INSTRUCTIONS TO FOLLOW – Repeat every line of the listing below with each "Output" swapped for "Result", leaving all else unchanged.
────────
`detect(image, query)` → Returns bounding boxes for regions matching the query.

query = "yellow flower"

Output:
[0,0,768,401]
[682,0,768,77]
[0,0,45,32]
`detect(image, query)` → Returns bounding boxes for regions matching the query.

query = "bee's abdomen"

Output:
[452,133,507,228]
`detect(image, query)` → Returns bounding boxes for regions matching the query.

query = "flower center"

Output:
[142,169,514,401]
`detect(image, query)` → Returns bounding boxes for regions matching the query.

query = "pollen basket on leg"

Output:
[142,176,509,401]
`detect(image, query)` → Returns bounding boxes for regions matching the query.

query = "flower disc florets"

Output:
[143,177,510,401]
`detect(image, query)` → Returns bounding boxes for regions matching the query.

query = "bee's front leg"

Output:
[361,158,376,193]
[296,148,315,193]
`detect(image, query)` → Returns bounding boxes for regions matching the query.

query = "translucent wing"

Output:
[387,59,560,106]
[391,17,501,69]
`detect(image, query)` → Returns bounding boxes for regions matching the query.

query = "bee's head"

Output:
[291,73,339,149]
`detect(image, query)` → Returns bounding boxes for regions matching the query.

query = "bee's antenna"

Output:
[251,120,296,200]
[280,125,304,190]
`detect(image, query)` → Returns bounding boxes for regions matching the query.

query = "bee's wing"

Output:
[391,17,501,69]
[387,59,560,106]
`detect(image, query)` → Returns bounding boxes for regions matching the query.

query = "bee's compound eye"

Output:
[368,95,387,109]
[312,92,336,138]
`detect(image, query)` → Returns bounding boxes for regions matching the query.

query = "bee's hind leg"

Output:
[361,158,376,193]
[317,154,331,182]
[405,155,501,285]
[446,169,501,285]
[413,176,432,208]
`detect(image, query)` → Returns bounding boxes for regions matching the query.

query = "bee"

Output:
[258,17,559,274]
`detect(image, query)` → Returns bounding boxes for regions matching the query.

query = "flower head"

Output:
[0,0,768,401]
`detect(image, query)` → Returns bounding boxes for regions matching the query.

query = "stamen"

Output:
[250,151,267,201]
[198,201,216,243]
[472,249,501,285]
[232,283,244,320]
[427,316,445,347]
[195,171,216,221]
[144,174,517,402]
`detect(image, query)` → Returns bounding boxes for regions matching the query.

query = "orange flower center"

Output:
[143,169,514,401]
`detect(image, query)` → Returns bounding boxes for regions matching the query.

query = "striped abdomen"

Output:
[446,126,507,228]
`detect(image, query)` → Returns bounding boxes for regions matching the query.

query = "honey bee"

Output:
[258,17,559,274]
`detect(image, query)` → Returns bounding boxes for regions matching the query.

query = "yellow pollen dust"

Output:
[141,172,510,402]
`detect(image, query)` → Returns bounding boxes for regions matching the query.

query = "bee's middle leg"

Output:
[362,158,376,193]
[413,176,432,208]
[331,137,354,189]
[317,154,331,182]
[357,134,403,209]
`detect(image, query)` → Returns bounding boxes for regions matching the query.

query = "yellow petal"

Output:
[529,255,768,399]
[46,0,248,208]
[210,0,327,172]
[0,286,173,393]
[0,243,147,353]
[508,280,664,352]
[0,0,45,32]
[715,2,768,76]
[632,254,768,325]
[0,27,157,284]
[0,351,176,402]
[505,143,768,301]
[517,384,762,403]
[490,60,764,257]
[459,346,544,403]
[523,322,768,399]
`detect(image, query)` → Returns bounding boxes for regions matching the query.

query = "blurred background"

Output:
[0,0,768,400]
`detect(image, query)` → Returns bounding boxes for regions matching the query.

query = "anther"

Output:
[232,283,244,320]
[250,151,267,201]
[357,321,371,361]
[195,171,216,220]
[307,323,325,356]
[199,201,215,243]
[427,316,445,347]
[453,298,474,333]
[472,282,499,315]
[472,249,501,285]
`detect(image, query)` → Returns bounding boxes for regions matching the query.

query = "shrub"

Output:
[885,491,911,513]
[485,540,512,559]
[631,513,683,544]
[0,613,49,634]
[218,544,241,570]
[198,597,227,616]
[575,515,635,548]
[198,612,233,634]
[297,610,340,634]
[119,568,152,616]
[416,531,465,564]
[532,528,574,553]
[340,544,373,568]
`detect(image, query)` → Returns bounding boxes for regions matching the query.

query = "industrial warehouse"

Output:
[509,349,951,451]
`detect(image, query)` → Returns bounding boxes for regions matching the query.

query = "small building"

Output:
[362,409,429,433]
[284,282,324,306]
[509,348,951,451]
────────
ANSWER TO THIS PROBLEM –
`detect(image, query)` → Returns bounding boxes for regions matching the query.

query = "yellow flower"

Result:
[0,0,768,401]
[682,0,768,77]
[0,0,45,32]
`detect(image, query)` → Returns bounding boxes for regions matching the query.

query = "bee's abdomen"

Result:
[452,133,507,228]
`detect(image, query)` → Returns bounding boxes for regions matching the query.

query = "flower center"

Result:
[142,169,514,401]
`detect(image, query)` → Returns bounding boxes for regions matching the query.

query = "pollen basket on leg"

Result:
[142,176,509,401]
`detect(image, query)` → Returns bounding boxes for regions matching the query.

query = "flower disc florets"

Result:
[143,177,510,401]
`detect(image, query)` → Returns bounding boxes for regions matching the query.

query = "bee's front leg"

Result:
[361,158,376,193]
[296,148,315,193]
`detect(image, query)` → Returns bounding boxes for regions matching the query.

query = "translucent wing"

Result:
[387,59,560,106]
[391,17,501,69]
`detect(image, query)` → Returns bounding boxes for regions matching the query.

query = "bee's head"

Result:
[291,73,339,149]
`detect(image, query)` → Returns bounding boxes for regions matching the query.

query = "bee's antenna"

Result:
[251,120,296,200]
[280,125,304,190]
`detect(image, query)` → Returns bounding boxes for regions matching the query.

query = "bee's wing"

Result:
[391,17,501,69]
[387,59,560,106]
`detect(image, query)` → Returns bounding boxes for regions matching the query.

query = "bee's compound eye"

Result:
[368,95,387,109]
[312,92,336,138]
`detect(image, query)` → Returns bounding boxes for regions matching the query.

query = "bee's hind leg"

Result:
[361,158,376,193]
[317,154,331,182]
[405,155,501,285]
[446,169,501,285]
[413,176,432,208]
`detect(image, query)` → Returns bounding boxes for regions matching the query.

query = "bee"

Result:
[258,17,559,274]
`detect(image, query)` → Returns bounding boxes for regions matching the query.

query = "flower head"

Result:
[0,0,768,401]
`detect(image, query)` → Returns bounding boxes for regions matching the query.

query = "stamen"

Result:
[250,151,267,201]
[198,201,216,243]
[472,249,501,285]
[232,283,244,320]
[427,316,445,347]
[195,171,216,221]
[144,174,517,402]
`detect(image, query)` → Returns bounding boxes for regions matching the query.

query = "orange flower center"

Result:
[143,169,514,401]
`detect(image, query)` → Returns bounding boxes for regions matching the query.

query = "striped abdomen"

Result:
[446,126,507,228]
`detect(image, query)` → Returns bounding boxes for regions matching the query.

query = "honey bee"

Result:
[258,17,559,274]
`detect(image, query)` → Returns bounding boxes for regions matching the query.

query = "yellow pollen dust"

Result:
[141,172,510,402]
`detect(image, query)` → Returns bounding boxes for regions matching the query.

query = "bee's middle leg"

Result:
[362,158,376,193]
[413,176,432,208]
[331,137,354,189]
[317,154,331,182]
[357,134,403,209]
`detect(image, query)` → Returns bounding boxes for regions matching the query.

query = "yellow petal"

Result:
[529,255,768,399]
[46,0,248,208]
[210,0,327,172]
[0,286,173,393]
[0,243,147,353]
[508,280,664,352]
[0,0,45,32]
[715,2,768,76]
[632,254,768,325]
[0,27,157,284]
[0,351,176,402]
[505,143,768,301]
[517,384,762,403]
[490,60,764,257]
[459,346,544,403]
[523,322,768,399]
`detect(image, query)` → Returns bounding boxes for regions matching the query.

query = "blurred background"

Result:
[0,0,768,400]
`detect(image, query)` → Returns bounding boxes for regions matching the query.

query = "anther"

Result:
[232,283,244,320]
[250,151,267,201]
[357,321,371,361]
[195,171,216,220]
[307,323,325,356]
[199,201,215,243]
[427,316,445,347]
[453,298,474,333]
[472,282,499,315]
[472,249,501,285]
`detect(image, query)` → Returns bounding boxes for regions matching the query.

query = "shrub"

Result:
[885,491,911,513]
[485,540,512,559]
[631,513,683,544]
[0,613,49,634]
[218,544,241,570]
[198,597,227,616]
[575,515,635,548]
[198,612,233,634]
[297,610,340,634]
[119,568,152,616]
[416,531,465,564]
[532,528,574,553]
[340,544,373,568]
`detect(image, query)` → Returns bounding boxes for regions matching the query.

query = "industrial warehouse"

Result:
[509,349,951,451]
`detect(image, query)` → Returns bounding boxes for regions matching the query.

query = "small building"

Result:
[362,409,429,433]
[284,282,324,306]
[509,348,951,451]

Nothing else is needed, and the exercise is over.